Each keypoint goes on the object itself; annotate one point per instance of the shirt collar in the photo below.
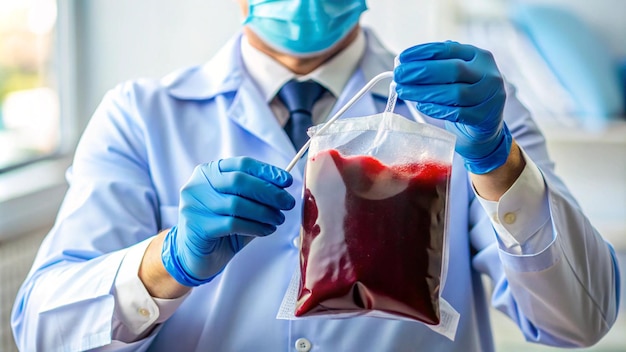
(270, 75)
(224, 72)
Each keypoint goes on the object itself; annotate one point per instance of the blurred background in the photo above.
(58, 58)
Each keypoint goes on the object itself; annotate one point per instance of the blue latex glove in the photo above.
(462, 85)
(222, 207)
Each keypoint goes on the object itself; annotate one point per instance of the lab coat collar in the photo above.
(225, 72)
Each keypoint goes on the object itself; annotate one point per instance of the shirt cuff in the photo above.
(136, 311)
(521, 216)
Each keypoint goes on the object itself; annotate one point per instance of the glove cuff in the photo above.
(496, 158)
(172, 263)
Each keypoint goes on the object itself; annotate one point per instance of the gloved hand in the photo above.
(222, 207)
(462, 85)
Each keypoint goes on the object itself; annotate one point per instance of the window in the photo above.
(29, 100)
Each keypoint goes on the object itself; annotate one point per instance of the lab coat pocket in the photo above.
(169, 216)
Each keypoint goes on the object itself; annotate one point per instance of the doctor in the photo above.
(179, 229)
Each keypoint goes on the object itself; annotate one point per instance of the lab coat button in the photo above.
(303, 345)
(144, 312)
(510, 218)
(296, 242)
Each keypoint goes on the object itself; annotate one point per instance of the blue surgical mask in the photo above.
(303, 27)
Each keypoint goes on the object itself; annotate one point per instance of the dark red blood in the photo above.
(392, 256)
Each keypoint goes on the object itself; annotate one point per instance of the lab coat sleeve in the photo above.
(565, 293)
(66, 302)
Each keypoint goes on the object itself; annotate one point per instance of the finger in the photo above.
(240, 207)
(267, 172)
(248, 186)
(229, 225)
(453, 95)
(436, 72)
(438, 51)
(470, 116)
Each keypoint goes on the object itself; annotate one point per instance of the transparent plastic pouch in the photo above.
(373, 236)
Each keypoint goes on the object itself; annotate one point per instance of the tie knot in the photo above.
(300, 95)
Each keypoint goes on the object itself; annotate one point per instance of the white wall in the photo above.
(121, 40)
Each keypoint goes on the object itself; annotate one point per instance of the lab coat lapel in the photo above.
(252, 113)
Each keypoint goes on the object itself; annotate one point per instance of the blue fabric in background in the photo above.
(579, 58)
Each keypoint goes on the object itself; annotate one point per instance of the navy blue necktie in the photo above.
(299, 98)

--------------------

WHAT IS BEING ASKED>
Render all of the data above as a numbered list, one line per item. Leave out blank lines and the pictures.

REPLY TO THE TASK>
1. Each keypoint goes on the object itself; annotate one point per instance of the shirt collar in the photo below.
2. (270, 75)
3. (224, 72)
4. Each keypoint goes on the object itself; annotate one point per instance of the blurred background in the photo above.
5. (58, 58)
6. Each keypoint goes on the object itself; annotate one point per instance of the blue latex glove in the photo above.
7. (462, 85)
8. (222, 207)
9. Each keypoint goes on the object itself; annotate one point per instance of the lab coat collar in the photo above.
10. (225, 72)
11. Each keypoint goes on the object itself; annotate one point per instance of the shirt cuff in the photo above.
12. (136, 311)
13. (521, 216)
14. Each keypoint goes on the object itself; annotate one point per instance of the glove cuff in the photo above.
15. (496, 158)
16. (172, 263)
17. Each keypoint goes on the object itself; annotate one point per instance of the gloved hand in the photo above.
18. (222, 207)
19. (462, 85)
20. Each keypoint goes on the object itself; annotate one point per instance of the window in the photo above.
21. (29, 100)
22. Each keypoint goes on the object itself; annotate one point per instance of the lab coat pocket in the photo above.
23. (169, 216)
24. Each keypoint goes on the object itself; annotate one point per instance of the doctor in the photo above.
25. (179, 229)
26. Each keypoint goes on the object itself; annotate one point per instance of the lab coat button in the photo above.
27. (303, 345)
28. (144, 312)
29. (510, 218)
30. (296, 242)
31. Each keypoint goes on the object itself; annotate one point per instance of the blue surgical mask in the photo above.
32. (303, 27)
33. Each keypoint goes on the object itself; annotate one point per instance of the dark red blood in the photo above.
34. (392, 256)
35. Each keypoint goes on the object itself; annotate one point per instance of the lab coat sleeve in the photo above.
36. (565, 293)
37. (66, 302)
38. Each keypoint goes on the object itself; annotate one point per instance of the finger in the photo above.
39. (240, 207)
40. (267, 172)
41. (248, 186)
42. (229, 225)
43. (453, 95)
44. (436, 72)
45. (438, 51)
46. (470, 116)
47. Each keypoint goes on the object itself; annotate one point per instance of the transparent plastic pouch in the photo above.
48. (373, 236)
49. Each keypoint goes on the object itself; annotate one point per instance of the tie knot in the photo above.
50. (300, 95)
51. Each keypoint goes on the object itself; annotate one point per instance of the white wall in the photo above.
52. (121, 40)
53. Each keypoint goes on the object itself; annotate one point per instance of the lab coat lapel in the photo above.
54. (252, 113)
55. Each keypoint goes on the object itself; annotate one point per instance of the blue fabric in background in the photo above.
56. (579, 58)
57. Each keypoint goes on the object itself; annotate one point per instance of the navy blue necktie in the photo above.
58. (299, 98)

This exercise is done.